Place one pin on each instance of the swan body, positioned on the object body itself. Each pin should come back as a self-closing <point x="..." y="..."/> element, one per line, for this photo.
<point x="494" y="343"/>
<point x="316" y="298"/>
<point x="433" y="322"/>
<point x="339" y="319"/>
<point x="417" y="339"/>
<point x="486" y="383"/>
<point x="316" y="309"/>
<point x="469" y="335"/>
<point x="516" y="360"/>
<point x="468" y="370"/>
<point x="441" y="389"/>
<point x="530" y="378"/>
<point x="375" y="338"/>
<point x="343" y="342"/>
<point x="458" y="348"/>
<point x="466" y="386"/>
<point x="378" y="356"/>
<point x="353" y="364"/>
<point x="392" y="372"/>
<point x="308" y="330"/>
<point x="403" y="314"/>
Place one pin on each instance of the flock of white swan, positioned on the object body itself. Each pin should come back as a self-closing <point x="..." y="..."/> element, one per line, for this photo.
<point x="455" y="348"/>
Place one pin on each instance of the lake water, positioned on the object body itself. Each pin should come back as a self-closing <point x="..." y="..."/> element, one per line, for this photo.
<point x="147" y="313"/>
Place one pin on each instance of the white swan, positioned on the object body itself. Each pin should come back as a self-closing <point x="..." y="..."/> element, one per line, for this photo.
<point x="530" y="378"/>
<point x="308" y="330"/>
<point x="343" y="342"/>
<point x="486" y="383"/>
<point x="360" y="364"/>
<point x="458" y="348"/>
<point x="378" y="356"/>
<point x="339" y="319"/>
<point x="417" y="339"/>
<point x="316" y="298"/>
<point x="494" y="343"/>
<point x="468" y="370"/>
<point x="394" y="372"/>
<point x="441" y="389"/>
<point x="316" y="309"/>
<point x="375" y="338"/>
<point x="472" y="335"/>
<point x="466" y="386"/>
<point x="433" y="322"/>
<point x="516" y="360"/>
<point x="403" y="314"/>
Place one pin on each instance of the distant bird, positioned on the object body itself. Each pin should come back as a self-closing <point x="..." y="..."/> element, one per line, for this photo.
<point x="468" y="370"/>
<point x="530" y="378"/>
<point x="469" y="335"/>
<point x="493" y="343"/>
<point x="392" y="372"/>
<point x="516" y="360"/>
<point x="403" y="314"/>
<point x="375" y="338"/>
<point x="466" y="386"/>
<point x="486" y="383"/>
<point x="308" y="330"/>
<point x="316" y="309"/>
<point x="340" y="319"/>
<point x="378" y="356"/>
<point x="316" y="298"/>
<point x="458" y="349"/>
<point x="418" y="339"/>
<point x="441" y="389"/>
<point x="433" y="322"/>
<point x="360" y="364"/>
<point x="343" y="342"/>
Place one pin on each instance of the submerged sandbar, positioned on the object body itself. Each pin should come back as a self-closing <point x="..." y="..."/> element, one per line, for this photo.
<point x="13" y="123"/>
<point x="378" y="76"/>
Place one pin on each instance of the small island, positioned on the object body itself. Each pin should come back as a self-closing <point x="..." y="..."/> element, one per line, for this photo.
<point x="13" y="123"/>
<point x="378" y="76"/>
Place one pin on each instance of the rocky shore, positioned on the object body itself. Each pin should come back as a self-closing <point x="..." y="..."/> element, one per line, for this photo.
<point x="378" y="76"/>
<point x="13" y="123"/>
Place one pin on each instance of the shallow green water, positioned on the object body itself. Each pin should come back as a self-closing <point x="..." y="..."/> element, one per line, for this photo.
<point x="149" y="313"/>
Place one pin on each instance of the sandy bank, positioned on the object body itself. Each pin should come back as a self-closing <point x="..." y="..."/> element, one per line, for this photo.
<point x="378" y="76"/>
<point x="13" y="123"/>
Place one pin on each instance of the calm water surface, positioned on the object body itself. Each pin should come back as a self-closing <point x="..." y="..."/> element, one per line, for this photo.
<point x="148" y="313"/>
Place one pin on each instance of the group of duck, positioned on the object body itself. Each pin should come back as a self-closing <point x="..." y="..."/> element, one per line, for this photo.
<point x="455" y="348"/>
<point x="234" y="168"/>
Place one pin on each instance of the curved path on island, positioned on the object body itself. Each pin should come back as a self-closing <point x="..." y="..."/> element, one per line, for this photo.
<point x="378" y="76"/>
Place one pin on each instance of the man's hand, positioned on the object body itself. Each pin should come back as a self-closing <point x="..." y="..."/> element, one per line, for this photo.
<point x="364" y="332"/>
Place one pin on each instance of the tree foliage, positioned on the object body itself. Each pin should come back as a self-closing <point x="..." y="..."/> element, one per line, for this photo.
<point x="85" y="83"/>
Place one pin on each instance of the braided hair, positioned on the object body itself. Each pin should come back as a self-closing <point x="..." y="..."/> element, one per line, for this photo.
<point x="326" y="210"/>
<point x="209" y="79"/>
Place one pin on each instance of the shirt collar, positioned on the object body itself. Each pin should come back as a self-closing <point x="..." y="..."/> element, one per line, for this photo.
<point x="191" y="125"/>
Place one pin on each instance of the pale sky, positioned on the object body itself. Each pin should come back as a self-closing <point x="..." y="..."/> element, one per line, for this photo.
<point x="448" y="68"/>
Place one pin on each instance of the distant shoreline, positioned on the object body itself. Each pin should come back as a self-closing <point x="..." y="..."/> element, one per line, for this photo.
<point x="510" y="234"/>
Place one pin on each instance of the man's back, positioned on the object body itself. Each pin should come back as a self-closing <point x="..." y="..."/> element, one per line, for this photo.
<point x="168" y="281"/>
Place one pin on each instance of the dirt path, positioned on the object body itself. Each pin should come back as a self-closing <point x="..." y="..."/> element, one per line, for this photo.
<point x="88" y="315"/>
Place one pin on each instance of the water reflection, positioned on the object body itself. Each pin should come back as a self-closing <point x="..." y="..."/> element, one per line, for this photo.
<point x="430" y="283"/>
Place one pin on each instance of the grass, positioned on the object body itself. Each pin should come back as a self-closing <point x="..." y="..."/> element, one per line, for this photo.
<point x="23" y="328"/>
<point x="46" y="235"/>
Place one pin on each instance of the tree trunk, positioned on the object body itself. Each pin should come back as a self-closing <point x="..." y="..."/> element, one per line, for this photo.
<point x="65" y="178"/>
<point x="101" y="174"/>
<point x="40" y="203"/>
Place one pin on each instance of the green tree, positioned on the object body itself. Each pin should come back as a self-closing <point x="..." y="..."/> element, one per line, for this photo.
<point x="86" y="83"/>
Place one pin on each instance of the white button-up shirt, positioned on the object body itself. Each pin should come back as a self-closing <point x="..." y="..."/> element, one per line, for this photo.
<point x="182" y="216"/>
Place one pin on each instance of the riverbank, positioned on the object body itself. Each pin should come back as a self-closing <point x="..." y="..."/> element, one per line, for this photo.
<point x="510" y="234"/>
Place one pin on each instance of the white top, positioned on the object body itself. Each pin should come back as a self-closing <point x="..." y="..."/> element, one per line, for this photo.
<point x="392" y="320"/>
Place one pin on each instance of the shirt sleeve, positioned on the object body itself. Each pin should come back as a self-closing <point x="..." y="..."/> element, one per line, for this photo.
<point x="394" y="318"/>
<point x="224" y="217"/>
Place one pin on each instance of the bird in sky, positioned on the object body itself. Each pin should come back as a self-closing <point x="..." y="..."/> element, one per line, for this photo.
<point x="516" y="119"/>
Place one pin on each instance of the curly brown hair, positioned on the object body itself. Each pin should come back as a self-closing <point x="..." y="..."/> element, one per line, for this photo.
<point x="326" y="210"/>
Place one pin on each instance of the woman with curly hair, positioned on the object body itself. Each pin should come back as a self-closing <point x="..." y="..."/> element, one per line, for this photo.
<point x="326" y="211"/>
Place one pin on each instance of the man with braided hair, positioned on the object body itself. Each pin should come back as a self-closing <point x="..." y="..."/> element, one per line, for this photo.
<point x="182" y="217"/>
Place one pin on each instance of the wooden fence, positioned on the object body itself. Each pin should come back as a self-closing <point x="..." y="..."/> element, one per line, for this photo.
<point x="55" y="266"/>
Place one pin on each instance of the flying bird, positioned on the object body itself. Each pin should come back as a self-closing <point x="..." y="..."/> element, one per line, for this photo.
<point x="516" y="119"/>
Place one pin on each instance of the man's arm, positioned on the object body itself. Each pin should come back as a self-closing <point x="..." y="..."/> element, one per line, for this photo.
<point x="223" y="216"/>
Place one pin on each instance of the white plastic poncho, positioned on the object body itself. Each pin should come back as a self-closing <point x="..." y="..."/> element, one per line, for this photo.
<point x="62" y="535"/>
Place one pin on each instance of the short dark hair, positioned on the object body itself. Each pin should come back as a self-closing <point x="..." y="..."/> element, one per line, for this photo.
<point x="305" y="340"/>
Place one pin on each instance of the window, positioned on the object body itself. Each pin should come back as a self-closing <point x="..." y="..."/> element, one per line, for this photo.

TASK TO COMPLETE => Retype exactly, please, each line from the line that contains "Place one pin on each instance of the short" through the last line of the entries above, with nothing added.

FINAL ANSWER =>
Place one pin on each instance of the short dark hair, positioned on the object body itself. Each pin should come back as a self-closing <point x="..." y="..."/> element, one per line, for this photo.
<point x="305" y="340"/>
Place one pin on each instance of the window, positioned on the object body itself. Each pin should come back as a self-closing <point x="..." y="..."/> element, one per line, for this photo.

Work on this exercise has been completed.